> _PROBLEM TO WORK ON_
Transcribe precisely, and only, the lines beginning at the line containing "Please spot the backpack" and ending at the final line of the material below.

> _TASK INPUT_
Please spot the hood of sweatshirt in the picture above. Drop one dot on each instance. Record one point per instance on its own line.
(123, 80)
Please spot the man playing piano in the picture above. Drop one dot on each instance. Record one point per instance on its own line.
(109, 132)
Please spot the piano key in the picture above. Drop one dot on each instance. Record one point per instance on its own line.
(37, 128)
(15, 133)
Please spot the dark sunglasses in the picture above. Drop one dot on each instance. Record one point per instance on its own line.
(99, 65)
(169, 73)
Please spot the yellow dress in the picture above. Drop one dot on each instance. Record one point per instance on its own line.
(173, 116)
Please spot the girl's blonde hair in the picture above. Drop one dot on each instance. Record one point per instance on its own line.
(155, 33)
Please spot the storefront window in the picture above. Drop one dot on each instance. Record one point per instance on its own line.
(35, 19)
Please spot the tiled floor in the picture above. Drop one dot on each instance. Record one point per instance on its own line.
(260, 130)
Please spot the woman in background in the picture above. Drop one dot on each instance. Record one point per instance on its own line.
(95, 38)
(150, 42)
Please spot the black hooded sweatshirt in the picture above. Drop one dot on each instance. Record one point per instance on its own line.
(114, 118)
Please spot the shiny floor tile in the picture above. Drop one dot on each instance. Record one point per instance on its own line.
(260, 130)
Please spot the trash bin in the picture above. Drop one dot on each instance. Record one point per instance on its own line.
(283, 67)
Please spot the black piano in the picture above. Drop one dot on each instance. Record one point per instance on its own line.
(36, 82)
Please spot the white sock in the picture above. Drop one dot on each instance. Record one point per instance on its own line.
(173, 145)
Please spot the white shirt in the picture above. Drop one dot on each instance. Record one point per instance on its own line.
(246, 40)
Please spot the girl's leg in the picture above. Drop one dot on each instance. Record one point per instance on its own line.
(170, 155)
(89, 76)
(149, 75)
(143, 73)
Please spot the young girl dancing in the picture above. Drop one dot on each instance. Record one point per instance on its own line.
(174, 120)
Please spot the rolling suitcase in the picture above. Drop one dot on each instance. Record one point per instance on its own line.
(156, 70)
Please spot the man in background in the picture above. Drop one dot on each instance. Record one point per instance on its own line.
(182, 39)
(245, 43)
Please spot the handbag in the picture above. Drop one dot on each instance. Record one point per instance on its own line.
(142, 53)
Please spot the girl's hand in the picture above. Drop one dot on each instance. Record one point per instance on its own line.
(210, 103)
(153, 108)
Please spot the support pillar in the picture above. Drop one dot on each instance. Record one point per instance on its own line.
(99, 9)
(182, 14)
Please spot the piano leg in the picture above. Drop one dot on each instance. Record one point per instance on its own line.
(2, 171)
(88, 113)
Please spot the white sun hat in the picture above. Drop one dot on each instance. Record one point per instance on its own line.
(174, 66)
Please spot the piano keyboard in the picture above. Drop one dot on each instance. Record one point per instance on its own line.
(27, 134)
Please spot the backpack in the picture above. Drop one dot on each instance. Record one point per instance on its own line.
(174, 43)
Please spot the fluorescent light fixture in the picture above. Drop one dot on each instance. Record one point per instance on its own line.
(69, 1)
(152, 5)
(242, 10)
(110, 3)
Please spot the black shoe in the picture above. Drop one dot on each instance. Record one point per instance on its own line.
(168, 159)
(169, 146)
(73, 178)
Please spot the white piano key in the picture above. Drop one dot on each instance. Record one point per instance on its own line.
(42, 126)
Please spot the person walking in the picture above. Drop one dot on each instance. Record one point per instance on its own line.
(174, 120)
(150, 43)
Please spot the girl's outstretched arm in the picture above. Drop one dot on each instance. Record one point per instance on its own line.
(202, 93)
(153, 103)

> _REPLY_
Please spot the backpack in the picture above. Drop one dot on each instance. Record one point per instance on its own line.
(174, 43)
Please spot the fluorescent light fixture in the picture above. Drop one dot on each instance. Record one point per instance on its own line.
(69, 1)
(152, 5)
(242, 10)
(110, 3)
Please spot the black shoe in the picture above. Drop one dot on each instance. Record one point per instance on its own line.
(168, 159)
(169, 146)
(73, 178)
Please spot the white piano key in the picture above. Drop one dot on each instance. Record one point per instance on its own line.
(42, 126)
Please spot the person walking in the picture above. Drop one dot on each instance. Record one point per instance on its own line.
(174, 120)
(150, 43)
Please spot the girl's outstretched arm in the picture above. Drop one dot on each instance. Record one point per instance on its own line.
(202, 93)
(153, 103)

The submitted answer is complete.